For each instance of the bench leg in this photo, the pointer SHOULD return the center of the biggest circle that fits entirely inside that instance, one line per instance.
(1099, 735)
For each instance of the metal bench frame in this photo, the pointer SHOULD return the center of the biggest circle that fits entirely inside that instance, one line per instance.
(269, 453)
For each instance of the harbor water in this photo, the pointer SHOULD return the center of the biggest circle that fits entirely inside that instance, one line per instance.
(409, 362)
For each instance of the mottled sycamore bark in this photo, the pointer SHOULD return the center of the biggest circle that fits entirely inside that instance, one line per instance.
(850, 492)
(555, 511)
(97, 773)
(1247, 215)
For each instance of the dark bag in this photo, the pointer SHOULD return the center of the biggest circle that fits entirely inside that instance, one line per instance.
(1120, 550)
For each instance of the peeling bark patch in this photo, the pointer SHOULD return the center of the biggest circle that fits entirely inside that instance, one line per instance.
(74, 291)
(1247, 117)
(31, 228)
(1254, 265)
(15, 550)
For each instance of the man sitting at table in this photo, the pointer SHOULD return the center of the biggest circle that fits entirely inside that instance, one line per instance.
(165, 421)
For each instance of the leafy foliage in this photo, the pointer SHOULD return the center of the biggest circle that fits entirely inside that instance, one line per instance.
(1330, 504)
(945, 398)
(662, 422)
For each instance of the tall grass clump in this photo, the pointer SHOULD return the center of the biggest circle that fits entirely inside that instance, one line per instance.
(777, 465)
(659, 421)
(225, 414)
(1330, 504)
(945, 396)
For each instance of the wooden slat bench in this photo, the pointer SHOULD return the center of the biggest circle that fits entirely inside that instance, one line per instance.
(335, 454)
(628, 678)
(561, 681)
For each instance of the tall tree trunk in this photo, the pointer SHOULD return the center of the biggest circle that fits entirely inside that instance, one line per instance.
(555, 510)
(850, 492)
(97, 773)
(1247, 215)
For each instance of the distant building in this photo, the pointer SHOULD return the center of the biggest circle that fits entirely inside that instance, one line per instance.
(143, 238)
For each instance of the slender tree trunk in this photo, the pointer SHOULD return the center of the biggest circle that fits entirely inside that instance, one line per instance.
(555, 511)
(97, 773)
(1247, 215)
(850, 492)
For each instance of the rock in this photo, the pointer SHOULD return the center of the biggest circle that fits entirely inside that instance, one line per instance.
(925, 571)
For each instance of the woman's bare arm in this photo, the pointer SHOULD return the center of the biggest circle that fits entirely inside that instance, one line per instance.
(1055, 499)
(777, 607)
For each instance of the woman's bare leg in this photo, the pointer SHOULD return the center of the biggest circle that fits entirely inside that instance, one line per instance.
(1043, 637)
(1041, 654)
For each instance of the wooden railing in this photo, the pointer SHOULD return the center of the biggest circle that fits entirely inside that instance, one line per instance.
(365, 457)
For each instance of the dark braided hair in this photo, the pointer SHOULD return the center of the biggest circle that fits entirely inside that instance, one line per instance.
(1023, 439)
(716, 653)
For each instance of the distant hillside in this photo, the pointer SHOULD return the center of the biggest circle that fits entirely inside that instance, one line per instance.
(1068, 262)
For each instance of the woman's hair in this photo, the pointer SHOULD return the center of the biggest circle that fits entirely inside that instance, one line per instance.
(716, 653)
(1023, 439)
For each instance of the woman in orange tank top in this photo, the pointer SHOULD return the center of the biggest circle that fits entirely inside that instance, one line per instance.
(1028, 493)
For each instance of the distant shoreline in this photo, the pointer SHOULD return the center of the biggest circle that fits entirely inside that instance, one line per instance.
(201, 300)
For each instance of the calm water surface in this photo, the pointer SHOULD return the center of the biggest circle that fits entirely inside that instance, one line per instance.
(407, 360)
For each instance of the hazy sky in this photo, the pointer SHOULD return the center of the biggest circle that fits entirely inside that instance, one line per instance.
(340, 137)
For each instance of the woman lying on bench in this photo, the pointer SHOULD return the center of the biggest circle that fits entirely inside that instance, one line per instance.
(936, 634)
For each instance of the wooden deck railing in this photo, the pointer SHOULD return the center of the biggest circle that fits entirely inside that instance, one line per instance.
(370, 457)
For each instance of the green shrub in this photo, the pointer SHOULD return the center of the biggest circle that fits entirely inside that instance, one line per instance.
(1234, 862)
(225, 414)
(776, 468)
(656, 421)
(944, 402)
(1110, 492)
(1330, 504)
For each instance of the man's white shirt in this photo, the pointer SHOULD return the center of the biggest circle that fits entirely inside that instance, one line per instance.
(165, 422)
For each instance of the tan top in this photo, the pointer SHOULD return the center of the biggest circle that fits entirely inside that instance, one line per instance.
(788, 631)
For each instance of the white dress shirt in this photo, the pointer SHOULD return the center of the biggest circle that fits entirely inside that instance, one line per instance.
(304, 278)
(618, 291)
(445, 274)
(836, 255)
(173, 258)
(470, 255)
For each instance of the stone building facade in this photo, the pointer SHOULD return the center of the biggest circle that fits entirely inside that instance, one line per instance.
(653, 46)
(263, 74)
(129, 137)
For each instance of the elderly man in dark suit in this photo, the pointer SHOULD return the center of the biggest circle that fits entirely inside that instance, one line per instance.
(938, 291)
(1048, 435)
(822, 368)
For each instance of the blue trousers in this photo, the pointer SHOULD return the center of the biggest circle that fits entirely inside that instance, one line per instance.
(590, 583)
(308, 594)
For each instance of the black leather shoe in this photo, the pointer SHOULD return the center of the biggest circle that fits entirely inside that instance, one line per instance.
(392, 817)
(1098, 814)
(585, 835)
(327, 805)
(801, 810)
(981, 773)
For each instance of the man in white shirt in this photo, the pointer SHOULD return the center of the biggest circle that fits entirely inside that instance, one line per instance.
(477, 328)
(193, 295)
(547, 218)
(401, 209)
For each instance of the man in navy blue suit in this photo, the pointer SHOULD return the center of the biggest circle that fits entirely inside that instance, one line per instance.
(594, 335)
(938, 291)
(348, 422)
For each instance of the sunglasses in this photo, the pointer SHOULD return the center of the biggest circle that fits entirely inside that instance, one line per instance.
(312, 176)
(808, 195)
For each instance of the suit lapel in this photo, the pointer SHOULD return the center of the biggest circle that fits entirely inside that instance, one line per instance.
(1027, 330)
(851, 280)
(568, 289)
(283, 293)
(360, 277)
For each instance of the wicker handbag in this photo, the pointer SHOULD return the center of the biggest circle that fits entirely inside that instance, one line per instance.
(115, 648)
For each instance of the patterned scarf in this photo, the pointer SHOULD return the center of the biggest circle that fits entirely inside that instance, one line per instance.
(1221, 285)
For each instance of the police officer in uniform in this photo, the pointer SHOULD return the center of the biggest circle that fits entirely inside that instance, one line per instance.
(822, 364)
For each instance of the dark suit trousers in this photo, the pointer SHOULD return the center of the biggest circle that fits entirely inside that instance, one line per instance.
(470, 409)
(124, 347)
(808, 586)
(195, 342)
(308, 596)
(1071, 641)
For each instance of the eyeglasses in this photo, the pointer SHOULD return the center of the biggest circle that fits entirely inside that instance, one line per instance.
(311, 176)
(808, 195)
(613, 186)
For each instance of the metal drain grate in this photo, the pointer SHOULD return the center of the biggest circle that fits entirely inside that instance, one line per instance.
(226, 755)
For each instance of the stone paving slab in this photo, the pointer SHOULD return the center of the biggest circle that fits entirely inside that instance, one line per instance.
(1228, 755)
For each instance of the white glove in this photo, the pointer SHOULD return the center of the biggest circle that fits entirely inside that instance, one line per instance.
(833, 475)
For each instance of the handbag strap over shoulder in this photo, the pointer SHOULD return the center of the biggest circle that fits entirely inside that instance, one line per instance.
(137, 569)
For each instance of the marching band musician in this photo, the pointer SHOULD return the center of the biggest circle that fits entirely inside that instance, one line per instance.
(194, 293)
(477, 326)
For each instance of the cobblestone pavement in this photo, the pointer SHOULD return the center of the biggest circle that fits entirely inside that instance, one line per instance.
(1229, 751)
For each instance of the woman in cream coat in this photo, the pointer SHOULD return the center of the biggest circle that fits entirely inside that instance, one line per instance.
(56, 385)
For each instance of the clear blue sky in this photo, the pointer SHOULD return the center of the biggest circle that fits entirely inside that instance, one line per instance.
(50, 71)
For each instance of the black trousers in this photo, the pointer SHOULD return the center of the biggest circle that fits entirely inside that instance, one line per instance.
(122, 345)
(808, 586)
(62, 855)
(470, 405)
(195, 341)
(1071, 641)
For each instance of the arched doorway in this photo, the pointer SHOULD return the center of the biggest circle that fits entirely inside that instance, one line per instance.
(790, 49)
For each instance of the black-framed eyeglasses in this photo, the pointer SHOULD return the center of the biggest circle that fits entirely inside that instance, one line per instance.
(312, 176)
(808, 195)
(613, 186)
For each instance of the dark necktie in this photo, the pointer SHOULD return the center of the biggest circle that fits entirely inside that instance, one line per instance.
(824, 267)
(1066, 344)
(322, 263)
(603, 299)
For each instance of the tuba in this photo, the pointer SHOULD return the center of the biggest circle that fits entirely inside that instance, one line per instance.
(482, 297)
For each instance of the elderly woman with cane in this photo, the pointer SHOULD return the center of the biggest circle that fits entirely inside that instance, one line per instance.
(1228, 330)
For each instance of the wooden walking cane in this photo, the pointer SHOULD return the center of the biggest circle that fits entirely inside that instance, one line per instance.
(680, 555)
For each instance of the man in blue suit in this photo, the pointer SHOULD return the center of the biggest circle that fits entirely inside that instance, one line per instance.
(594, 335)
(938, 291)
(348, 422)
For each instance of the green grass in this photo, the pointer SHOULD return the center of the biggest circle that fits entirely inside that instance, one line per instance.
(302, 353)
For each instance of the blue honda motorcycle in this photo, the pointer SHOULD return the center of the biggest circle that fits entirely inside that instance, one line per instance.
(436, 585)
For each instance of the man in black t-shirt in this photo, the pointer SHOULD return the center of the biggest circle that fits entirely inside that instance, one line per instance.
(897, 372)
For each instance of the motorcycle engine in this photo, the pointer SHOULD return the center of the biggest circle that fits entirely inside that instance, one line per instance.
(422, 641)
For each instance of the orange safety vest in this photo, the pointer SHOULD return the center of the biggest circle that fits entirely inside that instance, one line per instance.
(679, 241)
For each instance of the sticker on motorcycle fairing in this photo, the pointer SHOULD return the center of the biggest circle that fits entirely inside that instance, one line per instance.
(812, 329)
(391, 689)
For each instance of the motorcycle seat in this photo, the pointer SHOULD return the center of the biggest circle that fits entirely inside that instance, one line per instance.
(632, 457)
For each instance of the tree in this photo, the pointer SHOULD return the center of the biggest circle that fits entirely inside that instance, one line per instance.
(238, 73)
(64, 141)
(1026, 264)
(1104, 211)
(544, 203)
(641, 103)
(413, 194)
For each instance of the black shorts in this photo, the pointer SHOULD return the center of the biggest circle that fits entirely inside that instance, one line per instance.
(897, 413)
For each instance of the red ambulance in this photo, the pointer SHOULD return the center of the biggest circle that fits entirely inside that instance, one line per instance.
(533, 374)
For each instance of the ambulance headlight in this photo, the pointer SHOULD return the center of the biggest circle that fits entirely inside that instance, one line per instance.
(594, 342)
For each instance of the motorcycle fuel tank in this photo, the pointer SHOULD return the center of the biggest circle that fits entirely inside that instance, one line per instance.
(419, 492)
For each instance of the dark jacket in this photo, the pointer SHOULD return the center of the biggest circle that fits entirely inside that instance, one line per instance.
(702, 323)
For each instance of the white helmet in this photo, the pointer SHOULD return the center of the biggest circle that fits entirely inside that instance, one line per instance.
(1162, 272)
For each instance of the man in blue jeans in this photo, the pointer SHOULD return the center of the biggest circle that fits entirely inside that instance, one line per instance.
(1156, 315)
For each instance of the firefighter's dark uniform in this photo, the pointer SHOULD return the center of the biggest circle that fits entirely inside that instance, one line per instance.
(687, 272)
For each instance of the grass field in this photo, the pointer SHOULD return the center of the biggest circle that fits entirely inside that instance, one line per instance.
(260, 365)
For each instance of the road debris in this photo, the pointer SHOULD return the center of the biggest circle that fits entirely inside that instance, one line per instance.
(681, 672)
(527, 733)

------------------------------------------------------------

*To be done*. Output the records as a two-column CSV with the columns "query" and "reply". Start at the beginning of the records and go through the line containing "(1120, 550)", with one row per record holding its text and its answer, each in a single quoted field with line breaks replaced by spaces.

*Result of the task*.
query,reply
"For each instance of the bench leg in this photo, the pointer SHOULD return the center of the biggest circle that fits entirely inside that instance, one line per instance.","(1099, 735)"
"For each instance of the metal bench frame in this photo, the pointer SHOULD return the center of the biggest circle that fits entirely inside that instance, one line per instance.","(269, 453)"
"For each instance of the harbor water in this photo, the pointer SHOULD return the center of the biggest circle that fits entirely inside that instance, one line per instance.","(409, 362)"
"For each instance of the mottled sycamore bark in this photo, the pointer SHOULD return the center of the biggest circle that fits entirely inside that instance, one line per instance.","(850, 492) (555, 511) (97, 773) (1247, 215)"
"For each instance of the dark bag in this photo, the pointer SHOULD return the center of the biggest circle that fits entirely inside that instance, one line per instance.","(1120, 550)"